## Soal Tertulis:
Tuliskan ulang tanpa perubahan bagian dari teks tentang kerusuhan pascapemilu di bawah, mulai dari "Kerusuhan terjadi ketika" dan terus sampai "sebagai menu utama.".

## Teks Pilihan:
┄┄┄┄┄┄

Dengan Hoax dan Kebencian, Pemilu 2019 Di Bayang Kerusuhan, Apa Upaya Kita?

Oleh: Sarah Muthiah

Jarum jam belum sampai di angka 7 pagi, ketika serombongan pemuda yang mengaku simpatisan Alliance, kelompok oposisi Honduras yang dipimpin oleh mantan wartawan olahraga keturunan Palestina, Salvador Nasralla mendatangi rumah Martinuz, seorang karyawan perusahaan retail di Tegucigalpa, Ibukota Honduras.

Mereka merusak pagar rumah Martinuz, menuntut Martinuz bersaksi di pengadilan untuk membuka dugaan kecurangan Pemilu dari petahana, Juan Orlando Hernandez dari partai Nasional. Martinuz adalah anggota “KPU”nya Honduras. Martinuz dipaksa membuka mulut, dan saat itu Martinuz tetap bertahan pada prinsipnya bahwa Pemilu sudah dilakukan sesuai dengan undang-undang.

Baca Juga

Akibatnya, rombongan pemuda tadi mengamuk, rumah Martinuz di bakar dan merembet kepada kerusuhan massal di Honduras. Terjadi bentrokan antar massa dan kepolisian, total 11 orang meninggal dalam kasus Honduras pasca pemilu.
Hal serupa juga terjadi di Kenya pada pemilu 2007.

Kerusuhan terjadi ketika oposisi Raila Odinga tidak terima hasil pemilu yang memenangkan petahana Mwai Kibaki. Kerusuhan memakan korban 1300 orang dari data resmi, data tak resmi melaporkan angka sampai 3 kali lipatnya.

Kerusuhan terjadi lagi pada Pemilu 2013, dengan lakon yang sama, Raila Odinga pada oposisi melawan Uhuru Kenyatta, putra Presiden pertama Kenya Jomo Kenyatta. Odinga kalah lagi, rusuh lagi.

Jauh kebelakang, kita melihat pula masa kelam Jerman dalam proses Pemilu, saat itu tahun 1933. Sebelum Pemilu dilangsungkan, Reichskanzler saat itu, Adolf Hitler dan partai Nazi-nya menangkat propaganda kasus terbakarnya rumah parlemen Reichstag dan ancaman penggulingan oleh Komunis sebagai menu utama.

┄┄┄┄┄┄

## Data yang Diberikan:
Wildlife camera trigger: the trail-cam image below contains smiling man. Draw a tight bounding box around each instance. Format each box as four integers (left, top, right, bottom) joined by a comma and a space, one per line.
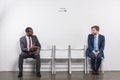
18, 27, 41, 77
86, 26, 105, 75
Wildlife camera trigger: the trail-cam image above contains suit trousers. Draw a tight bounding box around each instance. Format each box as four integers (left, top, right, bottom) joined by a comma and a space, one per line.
18, 52, 41, 73
88, 53, 102, 71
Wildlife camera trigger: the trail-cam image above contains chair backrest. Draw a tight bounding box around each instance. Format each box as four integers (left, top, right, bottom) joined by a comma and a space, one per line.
71, 46, 85, 58
55, 46, 68, 58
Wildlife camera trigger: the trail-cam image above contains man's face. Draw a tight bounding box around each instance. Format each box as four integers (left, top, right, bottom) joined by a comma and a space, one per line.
91, 28, 99, 35
26, 29, 33, 36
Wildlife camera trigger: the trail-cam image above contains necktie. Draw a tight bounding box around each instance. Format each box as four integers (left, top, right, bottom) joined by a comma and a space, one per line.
94, 36, 98, 50
29, 37, 31, 49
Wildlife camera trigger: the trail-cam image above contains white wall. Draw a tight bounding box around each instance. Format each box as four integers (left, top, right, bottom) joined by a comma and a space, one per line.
0, 0, 120, 71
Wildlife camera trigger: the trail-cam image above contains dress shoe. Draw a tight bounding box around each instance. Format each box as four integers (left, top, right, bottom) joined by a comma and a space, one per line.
18, 72, 23, 78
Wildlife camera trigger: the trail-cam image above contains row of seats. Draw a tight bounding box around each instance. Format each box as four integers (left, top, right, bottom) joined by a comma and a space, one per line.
23, 45, 104, 74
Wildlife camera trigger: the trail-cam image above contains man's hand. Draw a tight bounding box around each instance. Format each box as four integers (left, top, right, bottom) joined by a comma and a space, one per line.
93, 51, 98, 57
30, 45, 38, 51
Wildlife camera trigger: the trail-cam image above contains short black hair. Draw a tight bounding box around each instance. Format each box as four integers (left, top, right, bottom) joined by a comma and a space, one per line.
25, 27, 33, 32
91, 25, 100, 31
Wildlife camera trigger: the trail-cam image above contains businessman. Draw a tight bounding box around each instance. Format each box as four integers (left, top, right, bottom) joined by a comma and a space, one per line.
18, 27, 41, 77
86, 26, 105, 75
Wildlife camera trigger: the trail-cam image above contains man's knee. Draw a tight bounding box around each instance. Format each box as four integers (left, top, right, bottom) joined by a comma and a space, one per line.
97, 56, 102, 61
19, 53, 25, 58
35, 54, 40, 59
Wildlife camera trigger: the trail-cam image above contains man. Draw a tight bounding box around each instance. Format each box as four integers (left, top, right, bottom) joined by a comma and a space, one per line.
86, 26, 105, 75
18, 27, 41, 77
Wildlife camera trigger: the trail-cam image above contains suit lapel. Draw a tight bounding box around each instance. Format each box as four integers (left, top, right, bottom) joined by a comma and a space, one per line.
24, 36, 27, 47
98, 35, 100, 48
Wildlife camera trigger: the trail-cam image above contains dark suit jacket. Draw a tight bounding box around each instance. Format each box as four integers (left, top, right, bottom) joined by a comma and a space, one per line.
20, 35, 41, 53
86, 34, 105, 57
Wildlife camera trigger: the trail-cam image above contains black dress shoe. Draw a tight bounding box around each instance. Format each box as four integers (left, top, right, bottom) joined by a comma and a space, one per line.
18, 72, 23, 78
36, 72, 41, 77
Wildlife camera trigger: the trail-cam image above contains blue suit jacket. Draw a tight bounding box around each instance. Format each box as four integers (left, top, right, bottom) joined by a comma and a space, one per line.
86, 34, 105, 57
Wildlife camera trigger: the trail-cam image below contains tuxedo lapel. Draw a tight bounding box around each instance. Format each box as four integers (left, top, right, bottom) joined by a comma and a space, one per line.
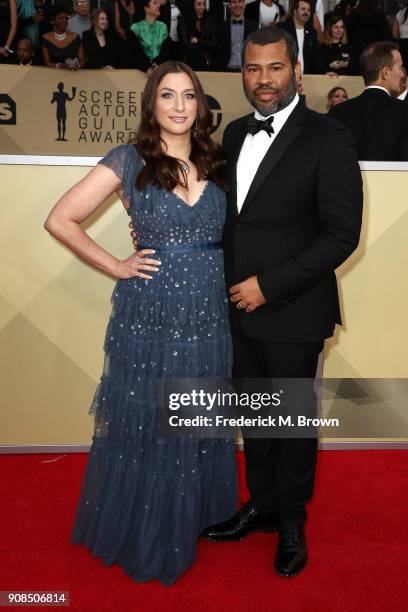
239, 103, 306, 215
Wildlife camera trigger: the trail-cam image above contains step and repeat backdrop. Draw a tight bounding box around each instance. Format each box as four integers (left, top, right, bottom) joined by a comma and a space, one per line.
0, 67, 408, 451
0, 66, 363, 156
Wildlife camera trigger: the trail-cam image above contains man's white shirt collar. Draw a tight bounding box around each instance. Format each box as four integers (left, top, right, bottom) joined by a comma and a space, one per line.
237, 93, 299, 211
366, 85, 391, 97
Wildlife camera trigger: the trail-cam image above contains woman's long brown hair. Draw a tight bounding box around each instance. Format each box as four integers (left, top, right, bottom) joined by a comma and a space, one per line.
132, 61, 227, 191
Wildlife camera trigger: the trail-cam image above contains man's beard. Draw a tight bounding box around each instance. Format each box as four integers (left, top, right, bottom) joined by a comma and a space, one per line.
243, 72, 297, 117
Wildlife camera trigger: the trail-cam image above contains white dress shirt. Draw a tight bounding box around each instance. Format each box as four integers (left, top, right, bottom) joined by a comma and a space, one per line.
296, 28, 305, 74
237, 94, 299, 212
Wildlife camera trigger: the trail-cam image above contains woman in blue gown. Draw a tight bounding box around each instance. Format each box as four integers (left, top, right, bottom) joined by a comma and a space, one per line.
45, 62, 236, 585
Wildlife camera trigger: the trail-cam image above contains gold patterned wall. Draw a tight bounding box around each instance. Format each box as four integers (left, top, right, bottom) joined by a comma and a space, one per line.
0, 165, 408, 446
0, 65, 363, 155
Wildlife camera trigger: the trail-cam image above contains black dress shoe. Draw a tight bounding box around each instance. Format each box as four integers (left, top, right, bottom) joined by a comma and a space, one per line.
274, 527, 307, 576
200, 502, 279, 542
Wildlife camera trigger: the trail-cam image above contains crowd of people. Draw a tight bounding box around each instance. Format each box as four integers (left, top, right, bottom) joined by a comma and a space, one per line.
0, 0, 408, 76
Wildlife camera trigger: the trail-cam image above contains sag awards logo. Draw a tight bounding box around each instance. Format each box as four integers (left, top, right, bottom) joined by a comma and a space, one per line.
0, 94, 17, 125
51, 83, 137, 144
48, 82, 222, 144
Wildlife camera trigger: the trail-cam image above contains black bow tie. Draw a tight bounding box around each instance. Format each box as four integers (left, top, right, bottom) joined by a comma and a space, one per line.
248, 115, 274, 136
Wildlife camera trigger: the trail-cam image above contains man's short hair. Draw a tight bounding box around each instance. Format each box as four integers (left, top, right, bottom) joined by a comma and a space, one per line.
360, 40, 399, 85
241, 26, 299, 66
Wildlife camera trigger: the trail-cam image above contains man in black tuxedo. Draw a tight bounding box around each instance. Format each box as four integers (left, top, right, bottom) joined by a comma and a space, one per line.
329, 41, 408, 161
218, 0, 258, 72
202, 27, 362, 576
276, 0, 325, 74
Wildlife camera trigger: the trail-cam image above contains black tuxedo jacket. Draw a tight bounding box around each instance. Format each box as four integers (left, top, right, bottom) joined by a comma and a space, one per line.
276, 17, 324, 74
329, 89, 408, 161
223, 103, 363, 342
218, 18, 258, 70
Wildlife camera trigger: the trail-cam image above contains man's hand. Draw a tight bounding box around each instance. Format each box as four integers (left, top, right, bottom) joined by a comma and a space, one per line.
228, 276, 266, 313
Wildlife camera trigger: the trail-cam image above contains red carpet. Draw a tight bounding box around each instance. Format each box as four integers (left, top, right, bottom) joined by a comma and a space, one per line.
0, 451, 408, 612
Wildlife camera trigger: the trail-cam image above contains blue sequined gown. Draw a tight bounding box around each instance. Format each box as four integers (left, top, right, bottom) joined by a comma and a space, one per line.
71, 145, 236, 585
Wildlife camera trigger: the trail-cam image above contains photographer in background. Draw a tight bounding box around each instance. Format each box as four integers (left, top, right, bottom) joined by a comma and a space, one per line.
17, 0, 52, 66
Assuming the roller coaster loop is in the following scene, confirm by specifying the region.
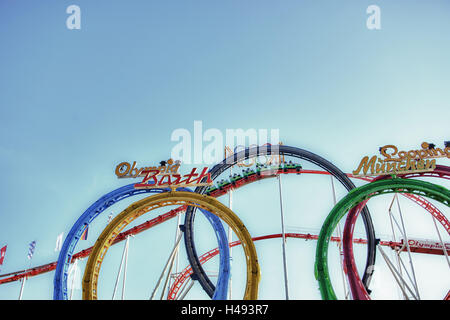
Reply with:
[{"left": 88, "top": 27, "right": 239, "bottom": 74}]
[
  {"left": 184, "top": 145, "right": 376, "bottom": 297},
  {"left": 314, "top": 178, "right": 450, "bottom": 300},
  {"left": 83, "top": 191, "right": 260, "bottom": 300},
  {"left": 53, "top": 184, "right": 230, "bottom": 300},
  {"left": 342, "top": 165, "right": 450, "bottom": 300}
]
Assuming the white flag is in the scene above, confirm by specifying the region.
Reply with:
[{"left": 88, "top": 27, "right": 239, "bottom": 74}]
[{"left": 55, "top": 232, "right": 64, "bottom": 252}]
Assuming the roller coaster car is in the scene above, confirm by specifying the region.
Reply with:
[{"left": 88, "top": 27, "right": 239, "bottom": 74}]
[
  {"left": 206, "top": 185, "right": 218, "bottom": 195},
  {"left": 242, "top": 168, "right": 256, "bottom": 179},
  {"left": 260, "top": 165, "right": 283, "bottom": 175},
  {"left": 230, "top": 173, "right": 242, "bottom": 184},
  {"left": 217, "top": 179, "right": 231, "bottom": 189}
]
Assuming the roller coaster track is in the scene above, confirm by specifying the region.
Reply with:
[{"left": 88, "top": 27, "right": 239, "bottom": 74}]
[
  {"left": 342, "top": 165, "right": 450, "bottom": 300},
  {"left": 0, "top": 166, "right": 450, "bottom": 300},
  {"left": 315, "top": 178, "right": 450, "bottom": 300},
  {"left": 184, "top": 145, "right": 376, "bottom": 297},
  {"left": 83, "top": 191, "right": 260, "bottom": 300},
  {"left": 167, "top": 233, "right": 450, "bottom": 300}
]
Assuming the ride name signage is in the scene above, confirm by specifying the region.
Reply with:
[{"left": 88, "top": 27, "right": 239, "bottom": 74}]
[
  {"left": 116, "top": 159, "right": 213, "bottom": 190},
  {"left": 352, "top": 142, "right": 450, "bottom": 177}
]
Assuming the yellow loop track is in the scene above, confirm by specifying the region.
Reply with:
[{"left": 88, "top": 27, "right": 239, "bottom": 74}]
[{"left": 83, "top": 191, "right": 260, "bottom": 300}]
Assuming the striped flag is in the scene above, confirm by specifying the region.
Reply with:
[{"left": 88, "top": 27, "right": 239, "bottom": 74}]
[
  {"left": 55, "top": 232, "right": 64, "bottom": 252},
  {"left": 0, "top": 246, "right": 7, "bottom": 265},
  {"left": 81, "top": 227, "right": 89, "bottom": 240},
  {"left": 28, "top": 241, "right": 36, "bottom": 260}
]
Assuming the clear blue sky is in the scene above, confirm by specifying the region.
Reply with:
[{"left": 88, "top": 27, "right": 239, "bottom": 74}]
[{"left": 0, "top": 0, "right": 450, "bottom": 299}]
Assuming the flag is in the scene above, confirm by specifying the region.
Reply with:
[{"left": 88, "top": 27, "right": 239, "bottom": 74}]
[
  {"left": 67, "top": 259, "right": 82, "bottom": 290},
  {"left": 81, "top": 227, "right": 89, "bottom": 240},
  {"left": 55, "top": 232, "right": 64, "bottom": 252},
  {"left": 0, "top": 246, "right": 7, "bottom": 265},
  {"left": 28, "top": 241, "right": 36, "bottom": 260}
]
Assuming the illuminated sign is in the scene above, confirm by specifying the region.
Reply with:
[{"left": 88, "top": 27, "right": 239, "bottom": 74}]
[
  {"left": 352, "top": 142, "right": 450, "bottom": 177},
  {"left": 225, "top": 142, "right": 285, "bottom": 168},
  {"left": 115, "top": 159, "right": 213, "bottom": 189},
  {"left": 116, "top": 159, "right": 181, "bottom": 178},
  {"left": 402, "top": 239, "right": 450, "bottom": 251}
]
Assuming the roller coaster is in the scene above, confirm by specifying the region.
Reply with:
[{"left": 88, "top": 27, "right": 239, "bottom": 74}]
[{"left": 0, "top": 145, "right": 450, "bottom": 300}]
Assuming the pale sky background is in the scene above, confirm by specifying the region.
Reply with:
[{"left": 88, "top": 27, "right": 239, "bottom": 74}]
[{"left": 0, "top": 0, "right": 450, "bottom": 299}]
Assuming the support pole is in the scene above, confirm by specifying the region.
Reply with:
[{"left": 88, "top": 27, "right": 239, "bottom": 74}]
[
  {"left": 19, "top": 277, "right": 27, "bottom": 300},
  {"left": 112, "top": 236, "right": 130, "bottom": 300},
  {"left": 277, "top": 174, "right": 289, "bottom": 300},
  {"left": 396, "top": 194, "right": 420, "bottom": 300},
  {"left": 330, "top": 176, "right": 350, "bottom": 300},
  {"left": 150, "top": 233, "right": 183, "bottom": 300},
  {"left": 122, "top": 236, "right": 130, "bottom": 300},
  {"left": 228, "top": 167, "right": 233, "bottom": 300}
]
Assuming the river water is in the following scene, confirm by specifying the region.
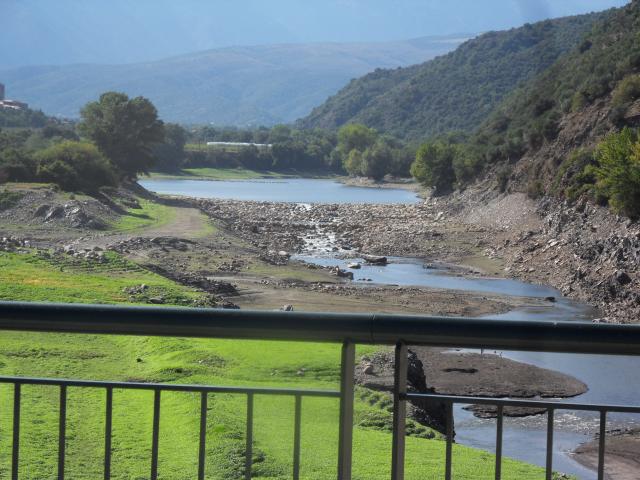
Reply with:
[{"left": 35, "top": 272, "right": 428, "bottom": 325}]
[
  {"left": 139, "top": 178, "right": 420, "bottom": 204},
  {"left": 141, "top": 179, "right": 640, "bottom": 480}
]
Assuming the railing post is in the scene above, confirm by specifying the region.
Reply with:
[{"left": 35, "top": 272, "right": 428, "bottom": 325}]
[
  {"left": 338, "top": 340, "right": 356, "bottom": 480},
  {"left": 391, "top": 342, "right": 408, "bottom": 480}
]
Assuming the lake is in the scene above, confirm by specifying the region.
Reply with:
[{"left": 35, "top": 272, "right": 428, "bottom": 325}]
[
  {"left": 139, "top": 178, "right": 420, "bottom": 204},
  {"left": 140, "top": 179, "right": 640, "bottom": 480}
]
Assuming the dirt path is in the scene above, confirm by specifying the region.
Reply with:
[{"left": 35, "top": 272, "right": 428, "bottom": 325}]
[{"left": 141, "top": 207, "right": 212, "bottom": 238}]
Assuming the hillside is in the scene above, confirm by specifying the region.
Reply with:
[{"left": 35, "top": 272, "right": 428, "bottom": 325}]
[
  {"left": 299, "top": 14, "right": 604, "bottom": 139},
  {"left": 472, "top": 0, "right": 640, "bottom": 195},
  {"left": 0, "top": 37, "right": 462, "bottom": 126}
]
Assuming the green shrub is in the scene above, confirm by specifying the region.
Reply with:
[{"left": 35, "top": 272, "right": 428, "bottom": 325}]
[
  {"left": 0, "top": 190, "right": 24, "bottom": 212},
  {"left": 551, "top": 148, "right": 595, "bottom": 200},
  {"left": 612, "top": 75, "right": 640, "bottom": 107},
  {"left": 36, "top": 141, "right": 116, "bottom": 193},
  {"left": 411, "top": 140, "right": 457, "bottom": 194},
  {"left": 496, "top": 167, "right": 512, "bottom": 193},
  {"left": 587, "top": 128, "right": 640, "bottom": 218}
]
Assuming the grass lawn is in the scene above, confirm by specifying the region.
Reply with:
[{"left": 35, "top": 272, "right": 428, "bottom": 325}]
[{"left": 0, "top": 252, "right": 556, "bottom": 480}]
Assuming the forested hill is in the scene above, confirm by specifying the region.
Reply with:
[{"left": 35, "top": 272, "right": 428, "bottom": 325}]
[
  {"left": 299, "top": 12, "right": 606, "bottom": 139},
  {"left": 469, "top": 0, "right": 640, "bottom": 199}
]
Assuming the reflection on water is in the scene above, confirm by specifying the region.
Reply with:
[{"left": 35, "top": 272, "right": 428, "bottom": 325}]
[{"left": 139, "top": 178, "right": 420, "bottom": 204}]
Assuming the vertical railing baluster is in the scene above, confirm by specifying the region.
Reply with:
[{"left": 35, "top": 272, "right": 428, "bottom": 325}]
[
  {"left": 58, "top": 385, "right": 67, "bottom": 480},
  {"left": 244, "top": 393, "right": 253, "bottom": 480},
  {"left": 496, "top": 405, "right": 504, "bottom": 480},
  {"left": 11, "top": 383, "right": 21, "bottom": 480},
  {"left": 293, "top": 395, "right": 302, "bottom": 480},
  {"left": 444, "top": 402, "right": 453, "bottom": 480},
  {"left": 391, "top": 342, "right": 408, "bottom": 480},
  {"left": 338, "top": 341, "right": 356, "bottom": 480},
  {"left": 198, "top": 392, "right": 207, "bottom": 480},
  {"left": 546, "top": 408, "right": 554, "bottom": 480},
  {"left": 598, "top": 410, "right": 607, "bottom": 480},
  {"left": 151, "top": 390, "right": 161, "bottom": 480},
  {"left": 104, "top": 387, "right": 113, "bottom": 480}
]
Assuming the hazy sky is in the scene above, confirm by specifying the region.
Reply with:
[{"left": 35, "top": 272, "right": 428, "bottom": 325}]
[{"left": 0, "top": 0, "right": 628, "bottom": 67}]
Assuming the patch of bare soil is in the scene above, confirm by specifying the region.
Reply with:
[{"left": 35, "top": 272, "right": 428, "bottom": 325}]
[
  {"left": 357, "top": 347, "right": 587, "bottom": 418},
  {"left": 573, "top": 430, "right": 640, "bottom": 480}
]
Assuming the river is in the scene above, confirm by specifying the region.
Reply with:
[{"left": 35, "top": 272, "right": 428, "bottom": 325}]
[{"left": 141, "top": 179, "right": 640, "bottom": 480}]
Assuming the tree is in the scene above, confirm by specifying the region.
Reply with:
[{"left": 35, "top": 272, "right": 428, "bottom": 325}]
[
  {"left": 342, "top": 148, "right": 362, "bottom": 176},
  {"left": 338, "top": 123, "right": 378, "bottom": 157},
  {"left": 153, "top": 123, "right": 187, "bottom": 172},
  {"left": 79, "top": 92, "right": 164, "bottom": 179},
  {"left": 0, "top": 145, "right": 36, "bottom": 183},
  {"left": 362, "top": 138, "right": 394, "bottom": 180},
  {"left": 411, "top": 140, "right": 456, "bottom": 194},
  {"left": 587, "top": 128, "right": 640, "bottom": 218},
  {"left": 35, "top": 141, "right": 116, "bottom": 193}
]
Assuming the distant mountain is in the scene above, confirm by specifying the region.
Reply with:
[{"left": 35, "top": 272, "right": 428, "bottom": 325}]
[
  {"left": 0, "top": 36, "right": 465, "bottom": 126},
  {"left": 298, "top": 13, "right": 604, "bottom": 139}
]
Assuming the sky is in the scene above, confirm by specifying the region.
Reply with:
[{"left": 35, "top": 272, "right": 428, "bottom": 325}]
[{"left": 0, "top": 0, "right": 628, "bottom": 68}]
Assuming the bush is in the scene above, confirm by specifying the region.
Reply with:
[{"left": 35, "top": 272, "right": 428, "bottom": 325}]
[
  {"left": 36, "top": 141, "right": 117, "bottom": 193},
  {"left": 588, "top": 128, "right": 640, "bottom": 218},
  {"left": 411, "top": 140, "right": 457, "bottom": 195},
  {"left": 0, "top": 147, "right": 36, "bottom": 183},
  {"left": 551, "top": 148, "right": 596, "bottom": 201},
  {"left": 612, "top": 75, "right": 640, "bottom": 107}
]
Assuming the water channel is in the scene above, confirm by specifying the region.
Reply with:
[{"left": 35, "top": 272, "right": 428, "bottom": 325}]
[{"left": 141, "top": 179, "right": 640, "bottom": 480}]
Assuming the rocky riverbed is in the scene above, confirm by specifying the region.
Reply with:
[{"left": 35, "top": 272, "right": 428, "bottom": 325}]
[{"left": 194, "top": 188, "right": 640, "bottom": 323}]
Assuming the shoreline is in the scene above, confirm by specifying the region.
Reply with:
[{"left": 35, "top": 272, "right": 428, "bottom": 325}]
[{"left": 572, "top": 429, "right": 640, "bottom": 480}]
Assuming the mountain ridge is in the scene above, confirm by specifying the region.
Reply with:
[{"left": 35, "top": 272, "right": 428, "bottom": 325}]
[
  {"left": 0, "top": 34, "right": 460, "bottom": 126},
  {"left": 298, "top": 12, "right": 606, "bottom": 140}
]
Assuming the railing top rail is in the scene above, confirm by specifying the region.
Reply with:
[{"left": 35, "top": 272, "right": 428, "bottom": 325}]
[{"left": 0, "top": 302, "right": 640, "bottom": 355}]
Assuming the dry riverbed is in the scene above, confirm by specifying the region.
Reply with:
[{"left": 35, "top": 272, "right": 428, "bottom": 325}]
[{"left": 0, "top": 183, "right": 640, "bottom": 478}]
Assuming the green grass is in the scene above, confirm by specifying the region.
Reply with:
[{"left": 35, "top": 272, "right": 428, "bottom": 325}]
[
  {"left": 112, "top": 200, "right": 176, "bottom": 232},
  {"left": 0, "top": 251, "right": 556, "bottom": 480},
  {"left": 0, "top": 251, "right": 202, "bottom": 305}
]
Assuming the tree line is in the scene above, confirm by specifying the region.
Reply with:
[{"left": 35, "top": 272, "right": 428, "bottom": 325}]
[{"left": 0, "top": 92, "right": 186, "bottom": 193}]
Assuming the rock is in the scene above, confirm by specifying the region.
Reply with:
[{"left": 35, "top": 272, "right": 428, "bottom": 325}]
[
  {"left": 220, "top": 300, "right": 240, "bottom": 310},
  {"left": 615, "top": 270, "right": 631, "bottom": 285},
  {"left": 44, "top": 205, "right": 64, "bottom": 222},
  {"left": 33, "top": 205, "right": 51, "bottom": 217},
  {"left": 360, "top": 253, "right": 388, "bottom": 265}
]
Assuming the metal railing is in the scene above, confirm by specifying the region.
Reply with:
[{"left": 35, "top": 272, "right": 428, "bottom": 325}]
[{"left": 0, "top": 302, "right": 640, "bottom": 480}]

┄┄┄┄┄┄

## Penyelesaian Lengkap:
Kerusuhan terjadi ketika oposisi Raila Odinga tidak terima hasil pemilu yang memenangkan petahana Mwai Kibaki. Kerusuhan memakan korban 1300 orang dari data resmi, data tak resmi melaporkan angka sampai 3 kali lipatnya.

Kerusuhan terjadi lagi pada Pemilu 2013, dengan lakon yang sama, Raila Odinga pada oposisi melawan Uhuru Kenyatta, putra Presiden pertama Kenya Jomo Kenyatta. Odinga kalah lagi, rusuh lagi.

Jauh kebelakang, kita melihat pula masa kelam Jerman dalam proses Pemilu, saat itu tahun 1933. Sebelum Pemilu dilangsungkan, Reichskanzler saat itu, Adolf Hitler dan partai Nazi-nya menangkat propaganda kasus terbakarnya rumah parlemen Reichstag dan ancaman penggulingan oleh Komunis sebagai menu utama.